For players to be able to 'buy victory' they have to have something to pay with. In the types of games lumpley is talking about, players create characters with multiple dramatic needs and progress towards fulfilling these needs, or not, is how costs are paid and what drives the arc of the story.

Yes, you can find a Jedi master to train you, but your best friend gets frozen. Yes, your informant knows where the stash house is today but your lieutenant wants the investigation wrapped up by the end of the week. Yes, your daemon can open the safe, but you only have four humanity left and you don't want to hear what it wants you to do to your cat...

However, I think it's a mistake to think of 'forcing' the players. This is stuck in a tired, old dog-eared paradigm where roleplaying is the GMs show.

To have drama, the players have to be the dramatis personae. The players have the responsibility, before anything else, to create people with relationships, flaws, desperate needs, dangerous passions. They need characters who are part of a society, carrying the burdens that societies create - weighed down with debt, loaded with expectation, over-confident, addicted, at war with their family, haunted by ill-advised lovers.

These characters, their needs and situations, create the game. The GM doesn't create a world, doesn't build it and impose it on the players. The GMs job is to see what the players have created and breathe life into it, so the tensions and conflicts envisaged by the players begin to move and develop. The GM twists and weaves the threads, but those threads were created by, and belong to, the players.

This is a type of play where the imagining of setting, situation, conflict and opportunity comes from the players. It comes from the conceptions of the dramatis personae. If anything is decided prior to those characters being realised, the game will not feature the type of drama Vincent is discussing.

Stored records |
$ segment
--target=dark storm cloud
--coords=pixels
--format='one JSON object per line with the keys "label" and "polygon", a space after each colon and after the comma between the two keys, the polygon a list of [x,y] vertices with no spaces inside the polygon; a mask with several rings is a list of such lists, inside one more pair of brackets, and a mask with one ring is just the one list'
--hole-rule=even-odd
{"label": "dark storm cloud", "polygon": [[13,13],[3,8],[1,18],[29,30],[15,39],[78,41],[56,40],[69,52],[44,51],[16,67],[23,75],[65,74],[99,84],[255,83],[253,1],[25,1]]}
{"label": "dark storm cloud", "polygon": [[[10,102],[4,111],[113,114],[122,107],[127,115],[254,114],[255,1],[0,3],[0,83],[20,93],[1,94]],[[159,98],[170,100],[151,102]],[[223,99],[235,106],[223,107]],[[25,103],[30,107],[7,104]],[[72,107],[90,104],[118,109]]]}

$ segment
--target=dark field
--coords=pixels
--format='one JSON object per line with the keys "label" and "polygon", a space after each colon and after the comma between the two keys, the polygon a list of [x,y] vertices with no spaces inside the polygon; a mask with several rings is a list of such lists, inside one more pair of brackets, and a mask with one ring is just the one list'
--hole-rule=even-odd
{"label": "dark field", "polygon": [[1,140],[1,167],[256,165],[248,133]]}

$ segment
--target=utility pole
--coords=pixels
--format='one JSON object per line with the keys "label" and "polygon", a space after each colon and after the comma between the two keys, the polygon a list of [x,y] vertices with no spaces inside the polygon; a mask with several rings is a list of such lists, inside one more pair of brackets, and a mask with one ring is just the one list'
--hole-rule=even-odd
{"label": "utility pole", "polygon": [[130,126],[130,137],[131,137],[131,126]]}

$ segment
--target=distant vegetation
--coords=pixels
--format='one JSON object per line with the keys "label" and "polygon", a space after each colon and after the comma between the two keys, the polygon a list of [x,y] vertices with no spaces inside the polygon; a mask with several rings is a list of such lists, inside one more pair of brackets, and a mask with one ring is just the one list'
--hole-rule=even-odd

What to work on |
1/ Print the part of the roleplaying-drama passage starting with "These characters, their" and going on through "to, the players.".
2/ Answer these questions from the roleplaying-drama passage, one line each:
(a) In the daemon example, how much humanity does the character have left?
(b) According to the passage, what do the players create first, before anything else?
(c) What does the passage say the GM's job is?

Problem solutions |
1/
These characters, their needs and situations, create the game. The GM doesn't create a world, doesn't build it and impose it on the players. The GMs job is to see what the players have created and breathe life into it, so the tensions and conflicts envisaged by the players begin to move and develop. The GM twists and weaves the threads, but those threads were created by, and belong to, the players.

2/
(a) Four.
(b) People with relationships, flaws, desperate needs, and dangerous passions.
(c) To see what the players have created and breathe life into it, so the tensions and conflicts the players envisaged begin to move and develop.